PROMPT :: From the items below, select and copy every line that contains the word "blurred".

★ ★ ★ ★ ★ ★ ★

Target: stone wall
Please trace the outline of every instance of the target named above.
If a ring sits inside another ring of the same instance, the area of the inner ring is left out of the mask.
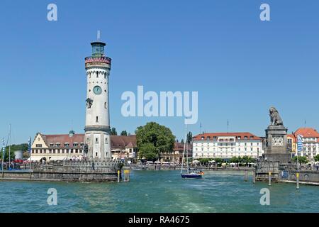
[[[65,162],[37,165],[30,170],[4,171],[0,179],[65,182],[116,182],[117,162]]]

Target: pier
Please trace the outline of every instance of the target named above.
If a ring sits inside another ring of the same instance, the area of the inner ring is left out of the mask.
[[[33,165],[31,169],[4,170],[0,180],[117,182],[121,165],[112,161],[67,161]]]

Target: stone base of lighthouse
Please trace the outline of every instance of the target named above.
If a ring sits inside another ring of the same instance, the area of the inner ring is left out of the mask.
[[[89,160],[111,159],[109,128],[86,126],[84,139],[85,143],[88,145],[87,154],[85,155]]]

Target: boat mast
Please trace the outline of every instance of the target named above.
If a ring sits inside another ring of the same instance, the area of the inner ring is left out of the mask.
[[[183,173],[183,166],[184,166],[184,158],[185,157],[185,149],[186,149],[186,135],[187,133],[187,125],[185,125],[185,140],[184,140],[184,151],[183,151],[183,158],[181,159],[181,174]],[[187,162],[187,167],[189,165],[189,162]],[[188,172],[187,168],[187,172]]]
[[[11,155],[11,124],[10,124],[9,127],[9,169],[10,169],[10,155]]]
[[[187,138],[185,140],[185,144],[186,144],[186,160],[187,160],[187,174],[189,173],[189,143],[187,141]]]

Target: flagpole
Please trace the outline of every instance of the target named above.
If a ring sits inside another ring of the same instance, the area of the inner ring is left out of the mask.
[[[31,138],[30,137],[28,144],[28,151],[30,154],[30,179],[32,177],[32,150],[31,150]]]
[[[5,151],[5,148],[4,148],[4,138],[3,138],[2,140],[2,179],[4,177],[4,151]]]

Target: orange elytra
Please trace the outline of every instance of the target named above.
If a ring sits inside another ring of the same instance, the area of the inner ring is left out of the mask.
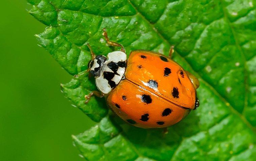
[[[143,128],[161,128],[174,124],[196,108],[199,102],[197,79],[167,57],[154,51],[132,51],[127,59],[124,47],[107,57],[92,57],[88,71],[95,77],[99,91],[85,96],[87,102],[93,94],[105,97],[114,112],[129,123]],[[170,50],[171,55],[173,47]]]

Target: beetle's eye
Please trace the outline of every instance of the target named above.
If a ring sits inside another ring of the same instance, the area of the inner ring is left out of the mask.
[[[92,66],[93,63],[91,63],[92,62],[92,60],[91,60],[90,61],[89,61],[89,62],[88,62],[88,64],[87,64],[87,66],[88,66],[88,67],[89,68],[91,68],[92,67]]]

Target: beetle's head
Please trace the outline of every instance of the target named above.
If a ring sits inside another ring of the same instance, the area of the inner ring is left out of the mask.
[[[94,77],[100,76],[102,64],[106,61],[107,58],[104,55],[98,55],[91,60],[88,63],[90,73]]]

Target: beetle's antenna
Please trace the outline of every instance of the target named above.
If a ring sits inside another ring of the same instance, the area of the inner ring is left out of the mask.
[[[93,52],[93,51],[92,49],[92,47],[91,47],[91,45],[89,44],[89,43],[87,43],[87,46],[88,46],[88,47],[89,48],[89,49],[90,49],[90,52],[91,52],[91,55],[92,56],[92,59],[95,58],[95,54],[94,54],[94,53]]]

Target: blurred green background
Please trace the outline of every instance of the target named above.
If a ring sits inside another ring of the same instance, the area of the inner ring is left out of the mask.
[[[79,161],[71,135],[94,124],[64,98],[69,75],[38,44],[25,0],[1,1],[0,161]]]

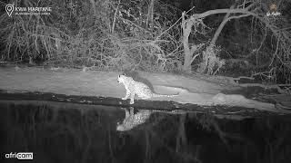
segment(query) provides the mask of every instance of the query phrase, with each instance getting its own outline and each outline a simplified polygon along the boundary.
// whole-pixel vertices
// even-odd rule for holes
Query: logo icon
[[[11,16],[11,14],[12,14],[14,8],[15,8],[15,7],[14,7],[13,5],[11,5],[11,4],[8,4],[8,5],[5,6],[5,10],[6,10],[6,12],[7,12],[8,16]]]

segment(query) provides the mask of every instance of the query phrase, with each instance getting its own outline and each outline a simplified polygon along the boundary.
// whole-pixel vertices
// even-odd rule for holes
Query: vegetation
[[[289,1],[191,2],[192,8],[158,0],[17,1],[15,7],[52,11],[3,12],[0,62],[236,73],[291,82]]]

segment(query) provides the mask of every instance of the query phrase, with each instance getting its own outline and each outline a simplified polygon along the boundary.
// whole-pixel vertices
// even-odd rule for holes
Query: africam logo
[[[14,5],[8,4],[5,10],[8,16],[11,16],[13,12],[15,12],[15,14],[49,14],[52,7],[15,7]]]

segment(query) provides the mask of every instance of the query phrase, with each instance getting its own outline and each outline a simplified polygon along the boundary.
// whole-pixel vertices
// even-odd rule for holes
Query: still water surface
[[[291,119],[62,102],[0,102],[1,155],[35,162],[291,162]],[[5,158],[6,162],[19,162]]]

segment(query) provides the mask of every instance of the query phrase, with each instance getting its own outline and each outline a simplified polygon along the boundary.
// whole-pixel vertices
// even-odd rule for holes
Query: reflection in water
[[[291,162],[290,117],[230,120],[209,114],[1,101],[0,111],[1,154],[34,152],[35,162]],[[146,123],[134,122],[137,118],[130,116],[138,113]]]

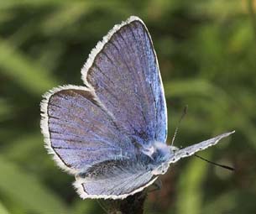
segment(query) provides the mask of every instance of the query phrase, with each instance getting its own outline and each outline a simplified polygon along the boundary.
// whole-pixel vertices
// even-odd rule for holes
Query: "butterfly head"
[[[169,149],[170,149],[170,154],[174,154],[174,153],[175,153],[176,151],[179,150],[178,147],[172,146],[172,145],[169,146]]]

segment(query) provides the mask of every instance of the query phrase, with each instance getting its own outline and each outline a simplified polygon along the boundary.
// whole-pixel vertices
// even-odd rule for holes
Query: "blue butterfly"
[[[166,144],[167,111],[152,40],[130,17],[92,50],[84,86],[52,89],[41,102],[45,147],[74,175],[85,198],[123,199],[153,184],[170,164],[233,132],[179,149]]]

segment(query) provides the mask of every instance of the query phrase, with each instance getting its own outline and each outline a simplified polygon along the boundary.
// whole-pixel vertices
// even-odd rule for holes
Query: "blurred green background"
[[[91,50],[130,15],[146,23],[156,50],[169,112],[169,142],[185,105],[175,145],[226,131],[232,137],[162,176],[145,213],[255,213],[256,1],[0,1],[0,213],[104,213],[82,201],[72,176],[44,149],[41,96],[81,85]]]

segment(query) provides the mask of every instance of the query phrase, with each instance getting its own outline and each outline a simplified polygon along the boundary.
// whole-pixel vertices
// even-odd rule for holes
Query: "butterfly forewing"
[[[82,70],[86,84],[128,135],[141,144],[165,143],[166,106],[146,27],[138,18],[131,18],[116,26],[103,43],[97,44],[102,49],[92,52]]]

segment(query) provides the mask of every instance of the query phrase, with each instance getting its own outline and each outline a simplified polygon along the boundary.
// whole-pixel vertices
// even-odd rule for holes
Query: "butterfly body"
[[[41,102],[45,148],[74,175],[85,198],[123,199],[152,185],[170,164],[231,133],[182,149],[169,146],[157,57],[143,21],[131,17],[92,50],[84,86],[52,89]]]

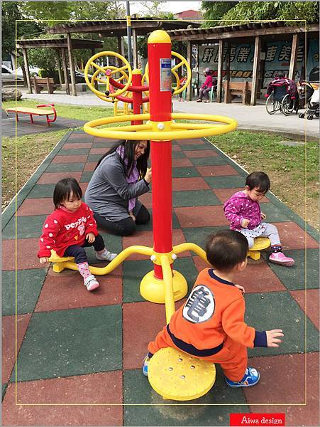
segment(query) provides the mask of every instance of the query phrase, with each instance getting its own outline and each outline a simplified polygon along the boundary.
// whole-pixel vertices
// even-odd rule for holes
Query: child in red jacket
[[[98,260],[111,261],[117,254],[106,249],[92,211],[81,201],[82,197],[82,191],[75,178],[57,183],[53,191],[55,209],[45,221],[38,256],[41,264],[48,262],[51,250],[61,257],[74,256],[87,289],[94,290],[99,285],[90,273],[84,248],[93,246]]]
[[[256,331],[244,322],[244,288],[233,283],[247,265],[248,245],[234,230],[210,236],[206,258],[214,267],[202,270],[186,303],[148,346],[143,371],[150,358],[167,347],[199,359],[219,363],[230,387],[254,386],[259,372],[248,367],[247,347],[279,347],[282,330]]]

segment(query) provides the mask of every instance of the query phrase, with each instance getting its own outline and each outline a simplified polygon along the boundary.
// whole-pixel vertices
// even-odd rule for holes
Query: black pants
[[[98,225],[111,234],[116,234],[116,236],[131,236],[135,232],[136,226],[146,224],[149,222],[150,214],[147,208],[144,205],[141,205],[136,216],[136,221],[129,216],[128,218],[114,222],[106,219],[103,216],[100,216],[97,214],[94,214],[94,219]]]
[[[88,246],[93,246],[96,251],[102,251],[105,248],[104,239],[100,234],[98,234],[98,236],[96,236],[96,240],[93,243],[89,243],[88,241],[86,240],[82,246],[79,245],[72,245],[71,246],[69,246],[69,248],[67,248],[63,256],[74,256],[76,264],[87,263],[88,260],[84,248],[87,248]]]

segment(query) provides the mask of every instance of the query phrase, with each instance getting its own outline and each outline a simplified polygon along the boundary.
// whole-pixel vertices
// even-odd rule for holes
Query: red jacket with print
[[[85,203],[82,202],[75,212],[65,208],[56,209],[47,217],[43,225],[38,256],[50,257],[52,249],[59,256],[63,256],[69,246],[83,245],[89,233],[98,236],[92,211]]]

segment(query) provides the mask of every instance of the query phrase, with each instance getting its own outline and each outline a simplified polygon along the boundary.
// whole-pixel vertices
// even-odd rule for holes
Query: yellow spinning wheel
[[[108,61],[112,58],[116,58],[118,60],[121,60],[123,63],[123,65],[121,67],[116,67],[114,65],[106,65],[101,66],[97,64],[95,61],[97,59],[107,59]],[[90,67],[94,67],[96,68],[96,71],[94,73],[91,80],[89,80],[88,77],[88,70]],[[99,76],[99,73],[101,73],[104,77],[104,75],[106,78],[106,80],[104,80],[101,76]],[[124,86],[122,89],[116,89],[115,92],[110,92],[110,78],[113,78],[114,80],[117,80],[116,75],[117,73],[120,73],[120,78],[118,78],[118,81],[121,81],[124,78],[126,78],[127,82],[124,83]],[[87,63],[86,66],[84,68],[84,78],[87,84],[88,85],[89,89],[92,90],[100,99],[103,99],[105,101],[112,102],[113,99],[119,95],[121,95],[124,92],[126,92],[128,88],[130,86],[132,80],[132,70],[129,63],[127,60],[116,52],[110,52],[109,51],[106,51],[104,52],[99,52],[99,53],[96,53],[94,55]],[[106,84],[106,92],[108,95],[106,95],[106,92],[101,92],[94,88],[94,81],[98,81],[99,83],[103,83]]]
[[[188,139],[202,138],[211,135],[228,133],[234,130],[237,122],[224,116],[209,114],[172,113],[173,120],[193,120],[211,122],[211,123],[176,123],[170,122],[150,122],[150,114],[134,114],[116,117],[103,117],[88,122],[84,126],[84,130],[91,135],[111,138],[115,139],[152,139],[154,141],[167,141],[171,139]],[[116,127],[97,129],[99,126],[111,125],[131,120],[145,120],[143,125],[134,126],[126,125]],[[212,124],[216,122],[219,124]]]

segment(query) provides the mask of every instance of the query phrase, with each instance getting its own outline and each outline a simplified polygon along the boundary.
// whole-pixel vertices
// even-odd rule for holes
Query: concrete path
[[[48,93],[23,94],[23,99],[39,100],[55,103],[72,104],[75,105],[104,106],[112,108],[111,102],[102,101],[91,92],[83,92],[77,96],[66,95],[65,93],[57,93],[53,95]],[[260,101],[263,102],[263,100]],[[121,102],[119,106],[121,106]],[[195,114],[212,114],[230,117],[238,120],[238,128],[263,131],[268,133],[283,135],[284,137],[290,137],[299,140],[319,140],[319,120],[307,120],[299,119],[294,113],[290,116],[285,116],[280,112],[270,115],[265,110],[265,103],[250,106],[243,105],[239,102],[231,104],[217,104],[216,102],[204,103],[194,101],[178,102],[173,100],[174,112],[192,112]]]

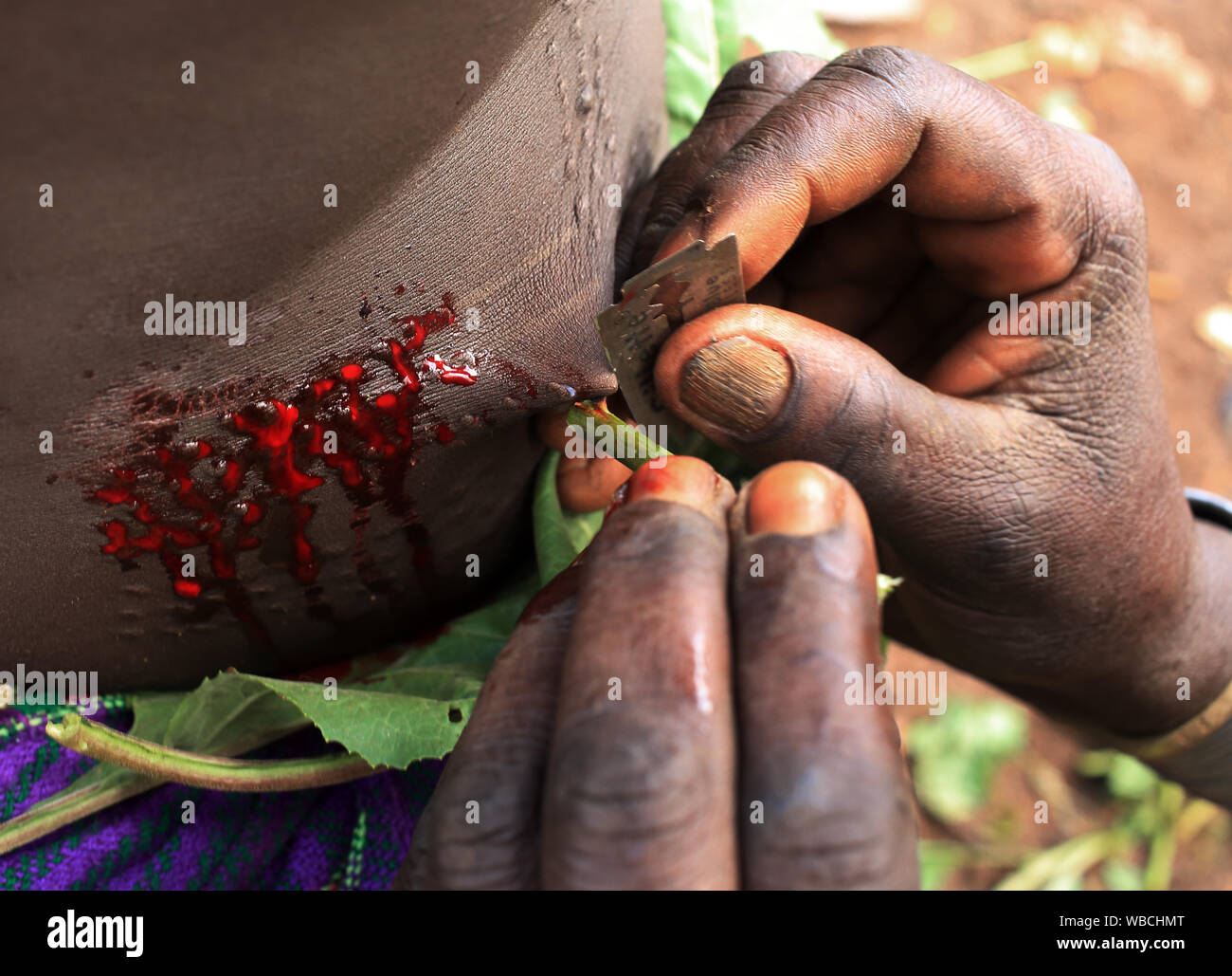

★ ★ ★ ★ ★ ★ ★

RESULT OF THE EXERCISE ::
Target: blurred green background
Query: "blurred green background"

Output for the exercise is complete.